What to work on
1 – Using the post on plastic in the Pacific, answer these:
(a) What name do scientists now give the area that Alguita glided through?
(b) For how long did Moore sail through the debris?
(c) According to Moore, how many industrial chemicals would a lab find at minimum in your serum?
2 – Translate this sentence from the post on plastic in the Pacific into Spanish: "Depressed and stunned, he sailed for a week through bobbing, toxic debris trapped in a purgatory of circling currents."
3 – Rewrite the part of the post on plastic in the Pacific that opens with the words containing "World Environment Day" and closes with "for a landfill.", and in it swap "landfill" for "garbage dump".
------ Selected excerpt ------
Wednesday, June 06, 2007

Oops there goes the environment

World Environment Day was yesterday, well today in some parts of the world. I read this article a few weeks ago and was saving it for WE day. The article details the sea of plastics in the Pacific ocean.
    It began with a line of plastic bags ghosting the surface, followed by an ugly tangle of junk: nets and ropes and bottles, motor-oil jugs and cracked bath toys, a mangled tarp. Tires. A traffic cone. Moore could not believe his eyes. Out here in this desolate place, the water was a stew of plastic crap. It was as though someone had taken the pristine seascape of his youth and swapped it for a landfill.

    How did all the plastic end up here? How did this trash tsunami begin? What did it mean? If the questions seemed overwhelming, Moore would soon learn that the answers were even more so, and that his discovery had dire implications for human—and planetary—health. As Alguita glided through the area that scientists now refer to as the “Eastern Garbage Patch,” Moore realized that the trail of plastic went on for hundreds of miles. Depressed and stunned, he sailed for a week through bobbing, toxic debris trapped in a purgatory of circling currents. To his horror, he had stumbled across the 21st-century Leviathan. It had no head, no tail. Just an endless body.

    “Every one of us has this huge body burden,” Moore says. “You could take your serum to a lab now, and they’d find at least 100 industrial chemicals that weren’t around in 1950.” The fact that these toxins don’t cause violent and immediate reactions does not mean they’re benign: Scientists are just beginning to research the long-term ways in which the chemicals used to make plastic interact with our own biochemistry.
------ Provided records ------
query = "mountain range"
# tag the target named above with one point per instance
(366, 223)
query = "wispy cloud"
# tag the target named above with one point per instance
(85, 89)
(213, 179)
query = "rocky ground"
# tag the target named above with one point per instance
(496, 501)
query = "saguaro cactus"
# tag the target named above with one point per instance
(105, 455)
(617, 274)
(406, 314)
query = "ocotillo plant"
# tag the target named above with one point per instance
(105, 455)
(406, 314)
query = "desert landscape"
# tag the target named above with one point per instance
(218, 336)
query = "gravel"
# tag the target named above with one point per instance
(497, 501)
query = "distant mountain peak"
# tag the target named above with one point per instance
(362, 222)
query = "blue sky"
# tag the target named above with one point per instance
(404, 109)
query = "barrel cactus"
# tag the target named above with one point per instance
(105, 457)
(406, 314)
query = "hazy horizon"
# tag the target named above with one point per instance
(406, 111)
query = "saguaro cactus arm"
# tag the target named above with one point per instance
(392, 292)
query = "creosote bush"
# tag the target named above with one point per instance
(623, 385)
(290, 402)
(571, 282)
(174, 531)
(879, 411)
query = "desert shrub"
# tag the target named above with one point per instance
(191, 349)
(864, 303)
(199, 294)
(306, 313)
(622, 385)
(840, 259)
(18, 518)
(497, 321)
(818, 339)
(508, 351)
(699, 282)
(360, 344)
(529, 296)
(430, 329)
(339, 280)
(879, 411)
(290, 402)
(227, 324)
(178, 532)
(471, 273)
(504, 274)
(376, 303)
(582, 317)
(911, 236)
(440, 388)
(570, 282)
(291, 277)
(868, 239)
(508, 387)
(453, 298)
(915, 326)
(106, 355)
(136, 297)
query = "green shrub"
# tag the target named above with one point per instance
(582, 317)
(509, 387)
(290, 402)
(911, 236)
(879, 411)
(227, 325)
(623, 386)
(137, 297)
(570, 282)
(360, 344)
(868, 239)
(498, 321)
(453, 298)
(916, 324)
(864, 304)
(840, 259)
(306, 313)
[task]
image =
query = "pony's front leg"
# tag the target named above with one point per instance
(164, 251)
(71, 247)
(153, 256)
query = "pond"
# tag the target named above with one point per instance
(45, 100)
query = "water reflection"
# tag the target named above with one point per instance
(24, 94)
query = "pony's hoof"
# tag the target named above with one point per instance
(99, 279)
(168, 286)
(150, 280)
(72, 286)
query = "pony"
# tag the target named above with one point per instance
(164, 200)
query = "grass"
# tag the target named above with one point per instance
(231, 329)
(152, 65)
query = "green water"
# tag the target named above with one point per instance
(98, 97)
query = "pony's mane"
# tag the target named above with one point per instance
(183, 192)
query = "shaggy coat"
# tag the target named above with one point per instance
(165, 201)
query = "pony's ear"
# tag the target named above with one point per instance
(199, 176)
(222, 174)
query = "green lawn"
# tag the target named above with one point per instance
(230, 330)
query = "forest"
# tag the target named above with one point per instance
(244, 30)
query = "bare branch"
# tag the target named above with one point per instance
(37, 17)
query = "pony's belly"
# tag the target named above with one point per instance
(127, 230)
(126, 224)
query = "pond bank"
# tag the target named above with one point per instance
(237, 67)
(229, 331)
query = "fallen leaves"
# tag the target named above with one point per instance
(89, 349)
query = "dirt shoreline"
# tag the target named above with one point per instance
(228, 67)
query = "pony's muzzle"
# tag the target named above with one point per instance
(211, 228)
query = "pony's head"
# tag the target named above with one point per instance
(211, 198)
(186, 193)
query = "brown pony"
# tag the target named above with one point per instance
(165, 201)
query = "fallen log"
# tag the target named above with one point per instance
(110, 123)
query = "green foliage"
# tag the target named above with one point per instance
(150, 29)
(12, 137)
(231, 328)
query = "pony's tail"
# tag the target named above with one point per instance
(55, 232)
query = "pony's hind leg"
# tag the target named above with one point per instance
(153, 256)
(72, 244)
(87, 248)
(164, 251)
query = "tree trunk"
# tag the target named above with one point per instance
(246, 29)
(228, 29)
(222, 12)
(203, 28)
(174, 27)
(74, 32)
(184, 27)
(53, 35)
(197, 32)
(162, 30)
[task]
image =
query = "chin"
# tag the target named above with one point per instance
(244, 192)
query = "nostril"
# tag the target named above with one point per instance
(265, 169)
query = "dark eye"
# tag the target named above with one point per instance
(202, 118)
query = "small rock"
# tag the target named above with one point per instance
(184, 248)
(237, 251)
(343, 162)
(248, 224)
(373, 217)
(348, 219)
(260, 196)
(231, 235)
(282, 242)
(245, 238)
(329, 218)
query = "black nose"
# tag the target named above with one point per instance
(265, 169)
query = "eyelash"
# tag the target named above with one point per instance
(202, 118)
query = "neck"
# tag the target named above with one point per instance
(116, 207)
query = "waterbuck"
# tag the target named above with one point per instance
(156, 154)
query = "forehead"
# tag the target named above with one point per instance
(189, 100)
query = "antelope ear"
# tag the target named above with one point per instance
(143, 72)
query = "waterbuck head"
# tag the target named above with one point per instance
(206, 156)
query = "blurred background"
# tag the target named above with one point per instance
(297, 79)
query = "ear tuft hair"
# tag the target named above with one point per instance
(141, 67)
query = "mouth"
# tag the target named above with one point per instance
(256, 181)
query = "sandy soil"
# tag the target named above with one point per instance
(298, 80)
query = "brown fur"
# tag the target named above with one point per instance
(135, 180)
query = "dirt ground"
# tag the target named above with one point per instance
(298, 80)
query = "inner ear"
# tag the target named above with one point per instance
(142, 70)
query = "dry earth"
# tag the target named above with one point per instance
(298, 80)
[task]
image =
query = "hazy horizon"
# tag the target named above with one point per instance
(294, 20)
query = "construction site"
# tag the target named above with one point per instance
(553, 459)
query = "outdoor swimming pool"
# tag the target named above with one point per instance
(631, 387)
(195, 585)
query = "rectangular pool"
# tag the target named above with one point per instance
------
Answer list
1 –
(a) The "Eastern Garbage Patch."
(b) A week.
(c) At least 100 that weren't around in 1950.

2 – Deprimido y atónito, navegó durante una semana entre desechos tóxicos que flotaban, atrapados en un purgatorio de corrientes circulares.

3 –
World Environment Day was yesterday, well today in some parts of the world. I read this article a few weeks ago and was saving it for WE day. The article details the sea of plastics in the Pacific ocean.
    It began with a line of plastic bags ghosting the surface, followed by an ugly tangle of junk: nets and ropes and bottles, motor-oil jugs and cracked bath toys, a mangled tarp. Tires. A traffic cone. Moore could not believe his eyes. Out here in this desolate place, the water was a stew of plastic crap. It was as though someone had taken the pristine seascape of his youth and swapped it for a garbage dump.